*TO DO*
Please convert the material, from its first line through the line containing "POLYGON ((499 139, 499", inclusive, into a numbered list. Skip blank lines and leave the pictures out.

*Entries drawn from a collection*
-.-.-
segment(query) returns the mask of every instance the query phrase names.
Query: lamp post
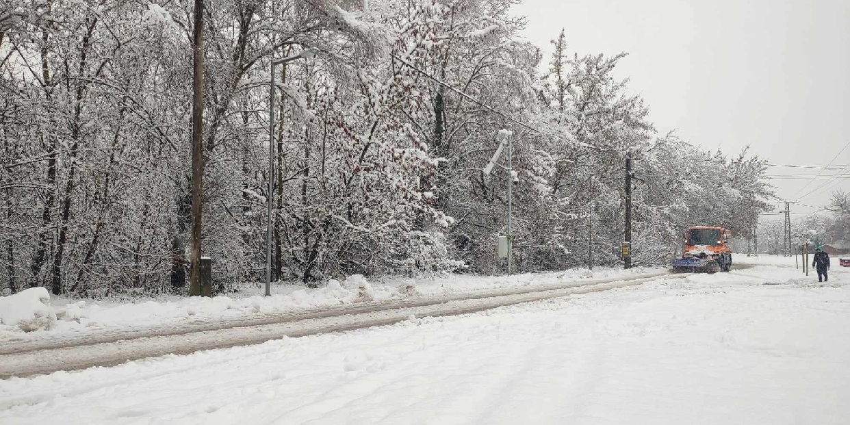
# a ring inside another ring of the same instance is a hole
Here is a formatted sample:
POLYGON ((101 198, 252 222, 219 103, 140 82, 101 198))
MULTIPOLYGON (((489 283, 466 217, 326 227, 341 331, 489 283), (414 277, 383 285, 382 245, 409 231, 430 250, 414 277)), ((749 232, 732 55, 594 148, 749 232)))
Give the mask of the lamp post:
POLYGON ((499 139, 499 148, 496 150, 496 153, 493 154, 493 158, 490 159, 490 162, 487 163, 487 167, 485 167, 481 171, 484 172, 484 175, 488 175, 489 176, 490 173, 493 171, 493 166, 494 165, 498 165, 498 164, 496 164, 496 161, 498 161, 499 157, 502 156, 502 149, 505 149, 505 148, 507 149, 507 151, 506 152, 506 155, 505 155, 505 156, 506 156, 505 159, 507 160, 507 167, 502 167, 502 166, 499 165, 499 167, 502 167, 502 168, 504 168, 507 172, 507 237, 505 238, 506 246, 505 246, 504 254, 502 253, 502 249, 500 248, 500 250, 499 250, 499 252, 500 252, 499 256, 500 257, 507 257, 507 274, 510 275, 511 274, 511 258, 513 257, 513 229, 512 227, 511 216, 512 216, 512 212, 513 212, 513 180, 516 178, 514 177, 514 175, 513 175, 513 165, 511 162, 511 155, 513 153, 512 151, 513 150, 513 133, 512 132, 510 132, 510 131, 507 131, 507 130, 501 130, 501 131, 499 131, 498 139, 499 139))
POLYGON ((269 219, 266 224, 266 297, 271 295, 271 201, 275 193, 275 66, 287 64, 298 59, 310 59, 319 53, 316 48, 305 48, 300 54, 271 60, 271 85, 269 88, 269 219))

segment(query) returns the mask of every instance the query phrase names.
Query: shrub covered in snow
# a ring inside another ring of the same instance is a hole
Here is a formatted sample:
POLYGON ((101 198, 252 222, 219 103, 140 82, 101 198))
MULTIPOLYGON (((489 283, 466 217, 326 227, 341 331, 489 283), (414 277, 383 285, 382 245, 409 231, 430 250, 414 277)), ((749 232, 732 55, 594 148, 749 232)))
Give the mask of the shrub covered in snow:
POLYGON ((50 294, 35 287, 0 298, 0 324, 26 332, 53 329, 56 313, 50 306, 50 294))

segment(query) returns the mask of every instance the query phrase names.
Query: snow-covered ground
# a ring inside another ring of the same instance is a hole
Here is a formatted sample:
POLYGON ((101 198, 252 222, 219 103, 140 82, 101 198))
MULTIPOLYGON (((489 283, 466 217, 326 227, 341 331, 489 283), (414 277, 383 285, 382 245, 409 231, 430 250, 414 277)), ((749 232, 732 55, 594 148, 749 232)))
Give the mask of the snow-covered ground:
MULTIPOLYGON (((301 286, 275 285, 271 297, 260 295, 261 288, 251 287, 230 296, 212 298, 168 297, 139 302, 104 302, 54 298, 50 302, 55 313, 53 323, 34 327, 32 320, 18 325, 18 320, 3 320, 4 305, 0 298, 0 344, 37 341, 44 338, 87 337, 94 334, 133 332, 152 327, 227 321, 264 314, 314 309, 328 306, 365 302, 385 302, 416 296, 434 296, 470 292, 500 288, 546 286, 580 281, 587 279, 613 278, 658 272, 659 269, 638 268, 574 269, 557 273, 524 274, 513 276, 477 276, 454 275, 432 279, 384 279, 371 282, 360 275, 349 276, 343 281, 330 280, 317 289, 301 286), (23 328, 23 329, 22 329, 23 328), (24 329, 35 332, 25 332, 24 329)), ((33 290, 31 290, 33 291, 33 290)), ((46 292, 38 292, 38 296, 46 292)), ((33 313, 44 310, 37 303, 37 294, 26 298, 33 313), (35 299, 36 301, 33 301, 35 299)), ((17 297, 17 296, 13 296, 17 297)), ((15 319, 20 311, 6 314, 15 319), (14 313, 14 314, 13 314, 14 313)), ((42 320, 39 323, 44 323, 42 320)))
POLYGON ((850 269, 788 260, 12 378, 0 423, 847 423, 850 269))

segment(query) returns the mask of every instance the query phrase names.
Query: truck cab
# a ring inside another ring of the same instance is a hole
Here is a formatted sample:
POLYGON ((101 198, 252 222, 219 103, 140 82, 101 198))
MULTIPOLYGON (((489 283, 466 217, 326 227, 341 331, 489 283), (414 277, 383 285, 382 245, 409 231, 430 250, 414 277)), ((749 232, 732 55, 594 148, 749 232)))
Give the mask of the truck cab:
POLYGON ((685 231, 682 258, 673 260, 679 270, 729 271, 732 249, 728 245, 731 233, 722 227, 694 226, 685 231))

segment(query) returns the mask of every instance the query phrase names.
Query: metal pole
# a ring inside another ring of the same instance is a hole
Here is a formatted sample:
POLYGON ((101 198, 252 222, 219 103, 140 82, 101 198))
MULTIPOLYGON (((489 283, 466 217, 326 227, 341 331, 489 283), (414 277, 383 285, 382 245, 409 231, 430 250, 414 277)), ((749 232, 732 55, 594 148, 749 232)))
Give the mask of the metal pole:
POLYGON ((593 269, 593 203, 590 204, 587 220, 587 269, 593 269))
POLYGON ((513 254, 513 229, 511 227, 513 198, 513 165, 511 154, 513 150, 513 135, 507 136, 507 274, 511 274, 511 257, 513 254))
POLYGON ((266 220, 266 297, 271 295, 271 200, 275 191, 275 61, 271 62, 271 86, 269 89, 269 193, 266 204, 269 218, 266 220))
POLYGON ((808 241, 806 241, 806 250, 802 252, 802 271, 808 275, 808 241))
POLYGON ((756 227, 752 230, 752 253, 758 257, 758 219, 756 219, 756 227))
POLYGON ((626 158, 626 242, 628 255, 623 256, 623 267, 632 268, 632 158, 626 158))

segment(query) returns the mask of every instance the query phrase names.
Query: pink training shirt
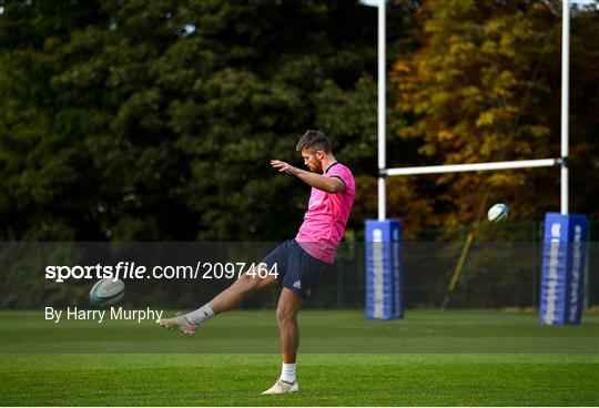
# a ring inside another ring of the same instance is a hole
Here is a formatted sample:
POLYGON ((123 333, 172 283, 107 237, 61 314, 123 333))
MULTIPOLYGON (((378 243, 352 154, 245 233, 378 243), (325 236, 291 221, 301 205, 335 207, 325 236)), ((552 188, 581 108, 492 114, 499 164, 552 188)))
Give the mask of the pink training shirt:
POLYGON ((356 184, 352 171, 338 162, 331 164, 323 175, 341 178, 345 190, 326 193, 312 187, 308 210, 295 241, 309 255, 333 264, 352 213, 356 184))

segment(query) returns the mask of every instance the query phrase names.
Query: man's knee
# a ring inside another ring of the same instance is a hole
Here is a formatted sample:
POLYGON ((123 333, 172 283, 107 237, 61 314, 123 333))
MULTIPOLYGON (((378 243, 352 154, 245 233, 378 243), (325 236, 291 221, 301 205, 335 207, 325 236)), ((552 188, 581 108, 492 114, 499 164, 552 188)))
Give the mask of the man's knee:
POLYGON ((276 320, 280 326, 295 324, 297 319, 297 310, 287 305, 278 305, 276 308, 276 320))
POLYGON ((276 283, 276 279, 273 282, 273 276, 261 277, 257 273, 255 273, 254 269, 243 274, 240 279, 242 280, 244 287, 250 290, 265 289, 276 283))

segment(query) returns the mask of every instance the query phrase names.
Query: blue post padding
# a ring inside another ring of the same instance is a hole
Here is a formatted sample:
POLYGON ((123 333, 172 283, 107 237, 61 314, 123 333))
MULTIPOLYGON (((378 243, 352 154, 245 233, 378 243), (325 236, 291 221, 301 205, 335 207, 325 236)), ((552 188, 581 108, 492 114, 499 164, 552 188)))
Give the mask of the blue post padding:
POLYGON ((404 318, 402 222, 366 221, 366 317, 404 318))
POLYGON ((587 217, 545 214, 542 238, 541 325, 579 325, 585 304, 587 217))

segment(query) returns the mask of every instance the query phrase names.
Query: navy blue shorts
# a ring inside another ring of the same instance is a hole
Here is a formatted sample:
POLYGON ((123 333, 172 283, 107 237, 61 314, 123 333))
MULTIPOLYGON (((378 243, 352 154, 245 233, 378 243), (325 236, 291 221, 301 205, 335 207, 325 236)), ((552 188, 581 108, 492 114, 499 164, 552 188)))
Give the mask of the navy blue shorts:
POLYGON ((280 284, 304 299, 333 266, 309 255, 295 239, 281 243, 262 262, 268 269, 276 264, 280 284))

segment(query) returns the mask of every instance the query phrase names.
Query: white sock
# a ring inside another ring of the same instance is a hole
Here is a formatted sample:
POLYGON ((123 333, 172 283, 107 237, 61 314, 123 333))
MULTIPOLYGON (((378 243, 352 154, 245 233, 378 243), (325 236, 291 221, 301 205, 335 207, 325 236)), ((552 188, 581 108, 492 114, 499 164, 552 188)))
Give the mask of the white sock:
POLYGON ((281 368, 281 379, 285 382, 295 381, 295 363, 283 363, 283 367, 281 368))
POLYGON ((214 316, 214 310, 210 306, 210 303, 206 303, 204 306, 200 307, 197 310, 190 312, 185 315, 185 318, 192 325, 199 325, 204 320, 207 320, 214 316))

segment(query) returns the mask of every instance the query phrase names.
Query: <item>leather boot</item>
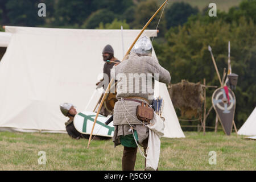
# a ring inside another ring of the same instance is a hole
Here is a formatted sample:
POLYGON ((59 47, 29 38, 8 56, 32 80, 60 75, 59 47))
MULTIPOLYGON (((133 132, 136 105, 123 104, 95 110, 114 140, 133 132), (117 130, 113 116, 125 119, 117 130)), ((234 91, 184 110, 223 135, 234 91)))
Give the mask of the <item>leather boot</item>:
POLYGON ((122 168, 123 171, 134 171, 137 148, 123 147, 122 168))

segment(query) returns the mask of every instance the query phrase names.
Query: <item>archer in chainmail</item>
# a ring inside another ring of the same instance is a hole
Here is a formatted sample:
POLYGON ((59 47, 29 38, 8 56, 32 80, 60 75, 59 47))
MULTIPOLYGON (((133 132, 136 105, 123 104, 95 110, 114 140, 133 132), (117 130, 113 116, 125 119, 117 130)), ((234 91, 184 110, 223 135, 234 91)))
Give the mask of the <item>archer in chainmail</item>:
POLYGON ((142 101, 151 105, 155 79, 158 78, 159 81, 166 84, 171 81, 169 72, 151 57, 152 50, 149 38, 140 38, 131 51, 128 59, 114 66, 111 72, 112 77, 118 81, 118 101, 114 109, 115 130, 113 139, 115 147, 120 144, 124 146, 122 166, 125 171, 134 169, 137 143, 143 146, 144 153, 147 147, 148 129, 137 117, 137 106, 141 105, 142 101), (139 76, 138 82, 134 81, 137 78, 135 75, 139 76))

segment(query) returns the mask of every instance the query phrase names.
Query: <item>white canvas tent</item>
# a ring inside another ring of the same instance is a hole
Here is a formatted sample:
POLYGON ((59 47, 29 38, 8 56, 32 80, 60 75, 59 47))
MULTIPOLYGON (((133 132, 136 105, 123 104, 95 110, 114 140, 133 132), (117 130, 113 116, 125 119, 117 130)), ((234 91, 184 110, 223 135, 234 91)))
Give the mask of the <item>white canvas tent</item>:
POLYGON ((239 129, 238 135, 256 136, 256 107, 239 129))
POLYGON ((7 47, 11 40, 11 34, 0 32, 0 47, 7 47))
MULTIPOLYGON (((85 108, 102 77, 101 52, 109 44, 114 56, 123 57, 121 31, 6 26, 12 33, 0 64, 0 129, 65 132, 68 119, 59 105, 67 102, 85 108)), ((125 51, 140 30, 123 31, 125 51)), ((156 36, 155 30, 142 36, 156 36)), ((154 53, 154 56, 155 54, 154 53)), ((184 137, 164 84, 159 93, 164 100, 165 136, 184 137)), ((92 111, 101 93, 88 107, 92 111)))

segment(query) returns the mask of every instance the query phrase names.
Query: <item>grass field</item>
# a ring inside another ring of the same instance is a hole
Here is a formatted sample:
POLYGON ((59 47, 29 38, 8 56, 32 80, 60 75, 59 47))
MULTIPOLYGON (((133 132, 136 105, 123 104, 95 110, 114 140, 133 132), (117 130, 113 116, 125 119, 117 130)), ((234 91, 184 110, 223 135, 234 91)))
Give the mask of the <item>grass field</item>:
MULTIPOLYGON (((222 132, 185 132, 185 138, 161 139, 159 170, 255 170, 256 141, 222 132), (217 154, 210 165, 209 151, 217 154)), ((67 134, 0 132, 0 170, 121 170, 123 147, 112 140, 75 140, 67 134), (46 154, 39 165, 38 152, 46 154)), ((144 169, 137 153, 136 170, 144 169)))

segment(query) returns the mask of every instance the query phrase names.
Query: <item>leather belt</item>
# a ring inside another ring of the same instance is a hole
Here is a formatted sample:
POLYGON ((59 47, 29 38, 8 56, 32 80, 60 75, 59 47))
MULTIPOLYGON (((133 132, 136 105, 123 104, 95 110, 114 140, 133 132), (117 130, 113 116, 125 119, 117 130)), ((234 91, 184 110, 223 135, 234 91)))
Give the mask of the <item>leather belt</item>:
MULTIPOLYGON (((123 99, 125 99, 125 100, 132 99, 133 100, 135 100, 134 98, 143 100, 143 101, 146 101, 147 104, 150 105, 150 102, 147 99, 146 99, 144 98, 141 97, 128 97, 124 98, 123 99)), ((141 103, 141 102, 140 102, 140 103, 141 103)))
POLYGON ((123 98, 125 101, 134 101, 134 102, 137 102, 139 104, 141 104, 141 101, 137 100, 135 99, 133 99, 133 98, 123 98))

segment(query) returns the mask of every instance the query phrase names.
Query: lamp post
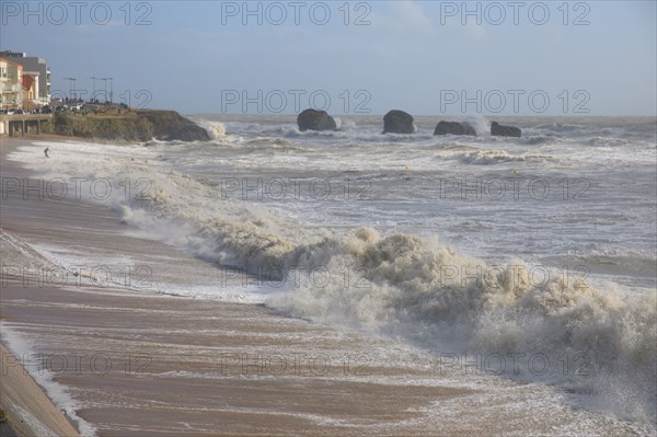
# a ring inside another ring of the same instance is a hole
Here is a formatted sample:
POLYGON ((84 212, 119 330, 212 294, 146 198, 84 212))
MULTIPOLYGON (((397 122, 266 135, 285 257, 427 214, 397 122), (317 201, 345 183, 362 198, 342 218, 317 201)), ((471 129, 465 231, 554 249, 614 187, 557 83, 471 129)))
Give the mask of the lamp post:
POLYGON ((90 78, 91 80, 93 80, 93 94, 91 94, 91 100, 94 101, 95 100, 95 80, 97 78, 90 78))
POLYGON ((110 81, 110 104, 112 104, 112 97, 114 96, 112 79, 113 78, 101 78, 101 80, 105 81, 105 102, 107 102, 107 81, 110 81))
POLYGON ((76 100, 76 78, 64 78, 64 80, 69 81, 69 87, 70 87, 69 95, 72 100, 76 100))
POLYGON ((105 96, 105 103, 107 103, 107 78, 100 78, 103 81, 103 95, 105 96))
-.-.-
*SOLVED EXERCISE*
1. segment(query) returns the mask of every instance the query phrase names.
2. Query: lamp post
3. # a ring inside another ring of the same instance is a hole
4. Here is a formatted sample:
5. POLYGON ((101 198, 252 222, 219 103, 140 82, 101 198))
6. MULTIPOLYGON (((489 283, 466 217, 326 227, 341 331, 489 283), (414 277, 383 285, 382 245, 409 231, 430 250, 414 277)), ((749 232, 732 55, 594 148, 749 232)))
7. Give the mask of the lamp post:
8. POLYGON ((499 139, 499 148, 496 150, 496 153, 493 154, 493 158, 490 159, 490 162, 487 163, 487 167, 485 167, 481 171, 484 172, 484 175, 488 175, 489 176, 490 173, 493 171, 493 166, 494 165, 498 165, 498 164, 496 164, 496 161, 498 161, 499 157, 502 156, 502 149, 505 149, 505 148, 507 149, 507 151, 506 152, 506 155, 505 155, 505 156, 506 156, 505 159, 507 160, 507 167, 502 167, 502 166, 499 165, 499 167, 502 167, 502 168, 504 168, 507 172, 507 237, 505 238, 506 246, 505 246, 504 254, 502 253, 502 249, 500 248, 500 250, 499 250, 499 252, 500 252, 499 256, 500 257, 507 257, 507 274, 510 275, 511 274, 511 258, 513 257, 513 229, 512 227, 511 216, 512 216, 512 212, 513 212, 513 180, 516 178, 514 177, 514 175, 513 175, 513 165, 511 162, 511 155, 513 153, 512 151, 513 150, 513 133, 512 132, 510 132, 510 131, 507 131, 507 130, 501 130, 501 131, 499 131, 498 139, 499 139))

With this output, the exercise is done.